§ **Task brief**
The entries that follow need to be reproduced exactly, minus any images.

§ **Provided data**

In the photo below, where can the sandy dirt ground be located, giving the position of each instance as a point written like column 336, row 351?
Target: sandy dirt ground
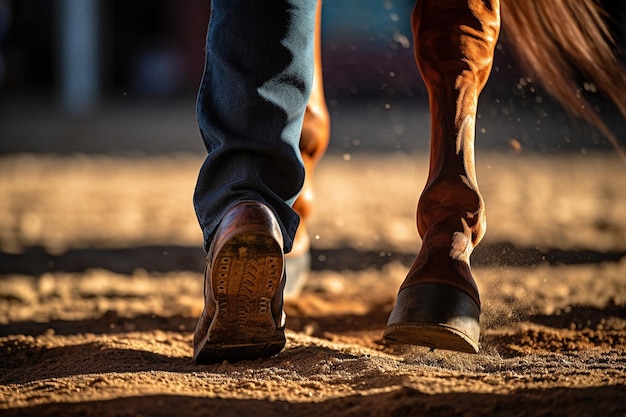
column 101, row 286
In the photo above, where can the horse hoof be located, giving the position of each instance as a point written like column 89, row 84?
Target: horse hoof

§ **Solution to this task**
In the photo below, where can the sandy dirt ground be located, giving the position of each instance as a point written like column 336, row 351?
Target: sandy dirt ground
column 101, row 286
In the photo above, where can the horse hoof be located, giving the position of each instance as a point written like column 89, row 84?
Target: horse hoof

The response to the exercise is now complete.